● Task statement: Look for the line containing "indicate the wristband, one dot per instance" in the listing below. Retype that line and every subsequent line through the last one, and only those.

_ _ _ _

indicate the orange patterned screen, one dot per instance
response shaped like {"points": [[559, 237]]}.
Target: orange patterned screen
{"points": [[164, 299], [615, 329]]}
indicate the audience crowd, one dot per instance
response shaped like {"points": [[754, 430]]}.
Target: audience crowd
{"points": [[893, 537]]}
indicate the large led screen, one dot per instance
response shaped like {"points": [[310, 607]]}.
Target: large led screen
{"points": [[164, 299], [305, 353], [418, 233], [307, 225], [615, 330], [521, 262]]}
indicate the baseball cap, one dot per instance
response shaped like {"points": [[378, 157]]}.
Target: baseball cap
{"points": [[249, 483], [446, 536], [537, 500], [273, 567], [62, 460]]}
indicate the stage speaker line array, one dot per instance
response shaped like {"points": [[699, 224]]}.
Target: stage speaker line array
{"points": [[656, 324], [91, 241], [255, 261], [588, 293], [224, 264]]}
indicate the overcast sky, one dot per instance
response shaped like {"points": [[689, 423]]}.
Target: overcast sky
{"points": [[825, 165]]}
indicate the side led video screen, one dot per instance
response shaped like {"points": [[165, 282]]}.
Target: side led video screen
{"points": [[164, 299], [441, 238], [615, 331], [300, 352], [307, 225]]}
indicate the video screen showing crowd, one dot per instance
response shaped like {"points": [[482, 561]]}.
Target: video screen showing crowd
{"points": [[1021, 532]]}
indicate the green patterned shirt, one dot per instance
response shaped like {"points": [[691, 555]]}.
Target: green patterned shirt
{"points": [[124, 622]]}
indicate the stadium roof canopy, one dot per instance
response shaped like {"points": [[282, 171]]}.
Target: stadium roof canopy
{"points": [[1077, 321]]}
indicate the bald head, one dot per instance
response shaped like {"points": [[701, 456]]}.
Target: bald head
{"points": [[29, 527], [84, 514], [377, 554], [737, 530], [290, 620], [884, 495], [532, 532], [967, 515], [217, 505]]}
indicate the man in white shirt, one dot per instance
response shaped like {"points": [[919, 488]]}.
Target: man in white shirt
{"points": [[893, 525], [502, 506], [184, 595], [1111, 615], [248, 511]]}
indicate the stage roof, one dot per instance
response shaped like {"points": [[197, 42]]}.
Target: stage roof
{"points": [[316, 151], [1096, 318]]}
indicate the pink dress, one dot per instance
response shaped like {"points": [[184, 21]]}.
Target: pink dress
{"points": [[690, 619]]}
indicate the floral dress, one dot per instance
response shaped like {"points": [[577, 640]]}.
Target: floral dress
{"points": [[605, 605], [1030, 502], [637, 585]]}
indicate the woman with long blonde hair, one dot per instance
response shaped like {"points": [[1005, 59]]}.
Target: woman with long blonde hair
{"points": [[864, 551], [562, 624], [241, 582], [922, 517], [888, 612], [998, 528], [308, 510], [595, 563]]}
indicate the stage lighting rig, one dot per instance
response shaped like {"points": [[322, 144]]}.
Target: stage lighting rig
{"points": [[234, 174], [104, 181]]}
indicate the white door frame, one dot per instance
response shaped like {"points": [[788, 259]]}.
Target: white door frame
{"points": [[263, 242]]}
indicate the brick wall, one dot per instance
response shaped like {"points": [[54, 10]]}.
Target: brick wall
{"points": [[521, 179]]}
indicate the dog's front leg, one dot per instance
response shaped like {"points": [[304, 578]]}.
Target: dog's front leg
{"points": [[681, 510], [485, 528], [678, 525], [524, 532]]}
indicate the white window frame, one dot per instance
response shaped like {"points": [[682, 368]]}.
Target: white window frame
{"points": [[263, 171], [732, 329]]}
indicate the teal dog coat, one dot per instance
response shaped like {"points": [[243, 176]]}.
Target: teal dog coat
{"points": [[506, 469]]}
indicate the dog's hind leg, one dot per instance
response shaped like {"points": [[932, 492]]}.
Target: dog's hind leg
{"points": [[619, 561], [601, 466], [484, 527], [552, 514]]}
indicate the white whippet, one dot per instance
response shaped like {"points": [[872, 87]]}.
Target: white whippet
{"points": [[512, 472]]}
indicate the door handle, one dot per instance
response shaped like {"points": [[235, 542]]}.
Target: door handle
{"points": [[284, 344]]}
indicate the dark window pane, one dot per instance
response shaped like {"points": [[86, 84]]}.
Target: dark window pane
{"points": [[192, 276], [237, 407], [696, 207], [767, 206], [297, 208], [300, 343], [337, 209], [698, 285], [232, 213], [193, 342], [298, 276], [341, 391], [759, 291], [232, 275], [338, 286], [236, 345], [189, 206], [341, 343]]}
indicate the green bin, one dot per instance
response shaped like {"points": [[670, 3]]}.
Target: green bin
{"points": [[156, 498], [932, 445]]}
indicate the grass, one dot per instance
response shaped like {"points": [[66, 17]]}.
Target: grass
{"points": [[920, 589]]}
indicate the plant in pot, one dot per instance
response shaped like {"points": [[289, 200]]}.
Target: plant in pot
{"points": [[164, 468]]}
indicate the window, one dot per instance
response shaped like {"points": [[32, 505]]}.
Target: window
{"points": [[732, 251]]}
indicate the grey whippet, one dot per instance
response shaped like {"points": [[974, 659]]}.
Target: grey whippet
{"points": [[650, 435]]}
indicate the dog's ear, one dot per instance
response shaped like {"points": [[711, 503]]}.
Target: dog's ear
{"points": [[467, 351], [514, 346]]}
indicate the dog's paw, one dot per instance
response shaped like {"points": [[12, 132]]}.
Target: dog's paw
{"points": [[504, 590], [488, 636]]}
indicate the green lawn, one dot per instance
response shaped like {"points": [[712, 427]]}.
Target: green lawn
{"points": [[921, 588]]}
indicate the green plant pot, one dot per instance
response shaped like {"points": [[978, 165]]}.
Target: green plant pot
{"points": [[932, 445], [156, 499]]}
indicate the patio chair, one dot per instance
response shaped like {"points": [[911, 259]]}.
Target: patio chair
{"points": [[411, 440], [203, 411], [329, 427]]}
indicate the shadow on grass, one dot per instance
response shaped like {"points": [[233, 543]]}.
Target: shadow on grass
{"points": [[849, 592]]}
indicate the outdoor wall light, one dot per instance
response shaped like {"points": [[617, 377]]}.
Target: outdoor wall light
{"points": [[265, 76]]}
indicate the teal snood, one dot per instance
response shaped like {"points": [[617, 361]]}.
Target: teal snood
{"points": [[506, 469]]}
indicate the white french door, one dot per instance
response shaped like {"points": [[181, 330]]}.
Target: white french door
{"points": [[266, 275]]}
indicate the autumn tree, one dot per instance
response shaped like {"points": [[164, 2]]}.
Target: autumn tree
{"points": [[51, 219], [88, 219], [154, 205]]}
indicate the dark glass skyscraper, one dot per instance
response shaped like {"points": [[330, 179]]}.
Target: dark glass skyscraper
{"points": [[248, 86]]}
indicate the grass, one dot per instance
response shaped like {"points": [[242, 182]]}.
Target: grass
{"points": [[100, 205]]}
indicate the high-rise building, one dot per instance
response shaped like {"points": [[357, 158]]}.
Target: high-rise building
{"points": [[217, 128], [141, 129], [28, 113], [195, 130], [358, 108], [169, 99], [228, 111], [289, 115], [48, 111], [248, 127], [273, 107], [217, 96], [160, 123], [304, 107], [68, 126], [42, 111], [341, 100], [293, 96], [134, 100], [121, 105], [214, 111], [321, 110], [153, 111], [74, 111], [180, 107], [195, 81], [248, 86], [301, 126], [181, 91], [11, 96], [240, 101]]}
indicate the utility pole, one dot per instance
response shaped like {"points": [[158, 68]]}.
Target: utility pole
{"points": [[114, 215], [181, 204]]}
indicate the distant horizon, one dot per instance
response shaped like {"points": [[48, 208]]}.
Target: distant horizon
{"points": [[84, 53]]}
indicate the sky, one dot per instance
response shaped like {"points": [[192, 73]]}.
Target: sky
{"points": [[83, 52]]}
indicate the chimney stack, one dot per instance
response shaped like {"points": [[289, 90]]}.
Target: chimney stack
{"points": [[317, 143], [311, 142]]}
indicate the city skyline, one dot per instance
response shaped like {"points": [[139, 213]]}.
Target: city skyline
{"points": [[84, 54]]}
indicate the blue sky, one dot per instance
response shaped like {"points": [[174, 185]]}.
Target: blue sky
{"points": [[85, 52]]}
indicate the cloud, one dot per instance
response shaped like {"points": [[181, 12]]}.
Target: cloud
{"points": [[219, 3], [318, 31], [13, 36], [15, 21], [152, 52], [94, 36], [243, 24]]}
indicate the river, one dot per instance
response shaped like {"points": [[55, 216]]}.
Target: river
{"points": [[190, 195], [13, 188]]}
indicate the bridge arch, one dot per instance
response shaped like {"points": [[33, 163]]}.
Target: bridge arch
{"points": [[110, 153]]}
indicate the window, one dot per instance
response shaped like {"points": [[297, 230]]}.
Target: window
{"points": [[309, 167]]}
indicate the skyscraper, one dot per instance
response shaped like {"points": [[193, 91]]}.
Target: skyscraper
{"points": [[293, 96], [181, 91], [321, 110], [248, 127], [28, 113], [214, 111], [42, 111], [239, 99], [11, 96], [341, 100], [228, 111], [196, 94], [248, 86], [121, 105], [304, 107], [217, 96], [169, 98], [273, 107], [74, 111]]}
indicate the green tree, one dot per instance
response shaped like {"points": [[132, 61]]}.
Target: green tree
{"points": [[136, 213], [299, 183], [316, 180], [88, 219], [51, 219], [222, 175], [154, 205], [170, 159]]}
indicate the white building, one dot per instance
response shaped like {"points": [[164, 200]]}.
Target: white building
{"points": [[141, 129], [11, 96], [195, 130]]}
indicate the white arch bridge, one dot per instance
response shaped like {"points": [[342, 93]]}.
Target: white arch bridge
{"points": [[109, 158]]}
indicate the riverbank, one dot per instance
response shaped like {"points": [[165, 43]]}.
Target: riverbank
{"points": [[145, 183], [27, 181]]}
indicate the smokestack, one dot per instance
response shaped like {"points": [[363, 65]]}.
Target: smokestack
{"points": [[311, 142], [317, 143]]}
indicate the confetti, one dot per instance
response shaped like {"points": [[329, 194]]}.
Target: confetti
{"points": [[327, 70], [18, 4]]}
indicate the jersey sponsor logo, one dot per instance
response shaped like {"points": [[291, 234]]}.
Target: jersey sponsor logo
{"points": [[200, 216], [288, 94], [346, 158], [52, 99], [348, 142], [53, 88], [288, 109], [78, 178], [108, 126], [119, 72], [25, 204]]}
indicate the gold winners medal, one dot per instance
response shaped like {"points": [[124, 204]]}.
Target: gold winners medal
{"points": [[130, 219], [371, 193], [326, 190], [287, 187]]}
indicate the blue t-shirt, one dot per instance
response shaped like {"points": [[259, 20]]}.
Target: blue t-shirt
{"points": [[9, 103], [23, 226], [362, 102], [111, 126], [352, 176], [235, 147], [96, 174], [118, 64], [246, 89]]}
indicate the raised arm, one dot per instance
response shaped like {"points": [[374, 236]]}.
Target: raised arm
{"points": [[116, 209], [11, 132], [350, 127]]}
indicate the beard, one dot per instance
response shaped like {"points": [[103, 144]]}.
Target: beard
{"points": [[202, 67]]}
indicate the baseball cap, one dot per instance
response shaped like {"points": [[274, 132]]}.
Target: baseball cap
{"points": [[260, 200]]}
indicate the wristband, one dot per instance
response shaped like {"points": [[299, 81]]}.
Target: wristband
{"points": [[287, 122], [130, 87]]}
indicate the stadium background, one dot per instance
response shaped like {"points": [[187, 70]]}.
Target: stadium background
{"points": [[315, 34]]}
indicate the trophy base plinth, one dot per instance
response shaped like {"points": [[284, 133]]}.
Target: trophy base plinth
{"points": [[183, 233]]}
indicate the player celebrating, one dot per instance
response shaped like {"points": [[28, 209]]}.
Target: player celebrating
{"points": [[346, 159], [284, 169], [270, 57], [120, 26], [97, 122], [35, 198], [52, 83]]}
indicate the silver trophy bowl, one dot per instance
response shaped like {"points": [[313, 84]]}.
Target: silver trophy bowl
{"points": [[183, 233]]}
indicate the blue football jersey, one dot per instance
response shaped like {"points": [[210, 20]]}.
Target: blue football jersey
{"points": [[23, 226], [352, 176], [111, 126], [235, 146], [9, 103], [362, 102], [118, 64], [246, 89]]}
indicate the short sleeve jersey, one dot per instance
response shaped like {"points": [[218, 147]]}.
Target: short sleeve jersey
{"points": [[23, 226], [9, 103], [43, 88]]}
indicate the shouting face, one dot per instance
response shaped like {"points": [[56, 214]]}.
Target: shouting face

_ _ _ _

● Finished exercise:
indicate the wristband, one dot per instance
response shaped like {"points": [[299, 81]]}.
Target: wristband
{"points": [[287, 122], [130, 87]]}
indicate the stadium background, one dot per instance
response shaped like {"points": [[187, 70]]}.
Target: stadium background
{"points": [[315, 34]]}
indicate the trophy base plinth, one dot per instance
response shaped like {"points": [[284, 133]]}.
Target: trophy base plinth
{"points": [[183, 233]]}
indicate the player celebrating, one dot per instance
response shaped like {"points": [[28, 209]]}.
Target: player celebrating
{"points": [[346, 159], [284, 169], [270, 57], [120, 26], [97, 122], [35, 198], [52, 83]]}
indicate the silver trophy bowl, one dot per instance
response shaped like {"points": [[313, 84]]}.
Target: silver trophy bowl
{"points": [[183, 233]]}
indicate the blue football jersey, one dot per instance
response shaped like {"points": [[210, 20]]}.
Target: blue football jersey
{"points": [[23, 226], [352, 176], [111, 126], [235, 146], [9, 103], [362, 102], [118, 64], [246, 89]]}
indicate the short sleeve jersey, one dot per instance
response shaped like {"points": [[218, 147]]}.
Target: short sleeve jersey
{"points": [[23, 226], [9, 103], [43, 88]]}
indicate the shouting face, one dot per instance
response shaped like {"points": [[56, 214]]}.
Target: shouting face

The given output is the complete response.